Activity
When you write out the listing, keep each word exactly as it stands but include none of its images.

+ + + + + + +

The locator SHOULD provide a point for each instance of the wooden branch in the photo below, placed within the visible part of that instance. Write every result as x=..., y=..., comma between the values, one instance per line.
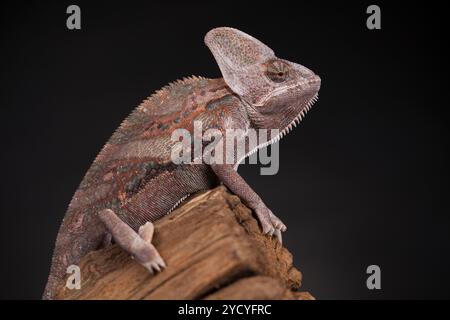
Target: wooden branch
x=213, y=248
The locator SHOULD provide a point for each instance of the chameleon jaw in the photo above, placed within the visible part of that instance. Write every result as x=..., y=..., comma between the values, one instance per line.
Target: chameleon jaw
x=283, y=132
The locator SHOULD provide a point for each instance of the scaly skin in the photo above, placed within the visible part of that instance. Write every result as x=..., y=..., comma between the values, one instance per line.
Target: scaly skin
x=133, y=180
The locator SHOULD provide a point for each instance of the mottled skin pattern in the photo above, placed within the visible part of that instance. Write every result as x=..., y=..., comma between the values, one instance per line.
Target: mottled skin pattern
x=133, y=180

+ + + + + + +

Written response
The locator SHOULD provide a point for each instance of the wooden branch in the photo below, placed within the visible part of that instance. Write every result as x=..., y=..., comma between the values, one instance per line.
Target: wooden branch
x=213, y=248
The locator SHOULD provide a point for each instance of the chameleon jaw in the photo above, placed within the visible part of that instance. Write every result as x=..., y=..., comma between the values, one instance per line.
Target: chameleon jaw
x=283, y=132
The locator SHOULD provide a point for each instance of the scaly skin in the photo above, placed within the visible part of that instance. Write every result as x=..., y=..., comma between the values, one instance per line.
Target: scaly skin
x=133, y=180
The locator SHOULD provide a point for each instance of the mottled skin pattern in the photo above, placed within the visible part of that instance. Write every result as x=..., y=..., comma between the values, one instance per line.
Target: mottled skin pattern
x=133, y=180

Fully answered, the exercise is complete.